EXTRACTED INFORMATION —
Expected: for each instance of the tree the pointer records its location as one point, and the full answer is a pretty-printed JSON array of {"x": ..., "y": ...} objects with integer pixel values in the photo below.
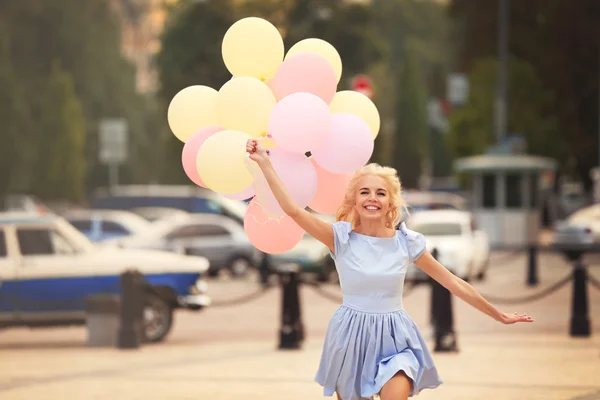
[
  {"x": 566, "y": 64},
  {"x": 15, "y": 119},
  {"x": 472, "y": 126},
  {"x": 190, "y": 55},
  {"x": 85, "y": 37},
  {"x": 416, "y": 30},
  {"x": 60, "y": 166},
  {"x": 347, "y": 26},
  {"x": 411, "y": 125}
]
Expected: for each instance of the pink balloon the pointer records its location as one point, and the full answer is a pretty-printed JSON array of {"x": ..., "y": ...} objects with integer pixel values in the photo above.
[
  {"x": 270, "y": 235},
  {"x": 243, "y": 195},
  {"x": 331, "y": 189},
  {"x": 305, "y": 72},
  {"x": 298, "y": 176},
  {"x": 348, "y": 146},
  {"x": 300, "y": 122},
  {"x": 190, "y": 151}
]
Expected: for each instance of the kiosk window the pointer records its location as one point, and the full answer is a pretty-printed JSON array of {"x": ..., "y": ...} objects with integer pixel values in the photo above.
[
  {"x": 3, "y": 251},
  {"x": 533, "y": 191},
  {"x": 514, "y": 191},
  {"x": 489, "y": 190}
]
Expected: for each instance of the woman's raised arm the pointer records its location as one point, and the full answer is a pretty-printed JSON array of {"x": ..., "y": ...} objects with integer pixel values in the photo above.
[{"x": 318, "y": 229}]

TASK DIRECTIONS — Reproduce every line from the one holding "Expected: for each instance of the woman's" through the end of the material, inclusive, requests included, and shift each coordinate value in the answers by adding -72 to it.

RESULT —
Expected: for each instance of the woman's raised arm the pointer records its location as one point, and the full answer is a pretty-printed JSON array of {"x": ..., "y": ...} objects with integer pixel values in the photo above.
[{"x": 246, "y": 157}]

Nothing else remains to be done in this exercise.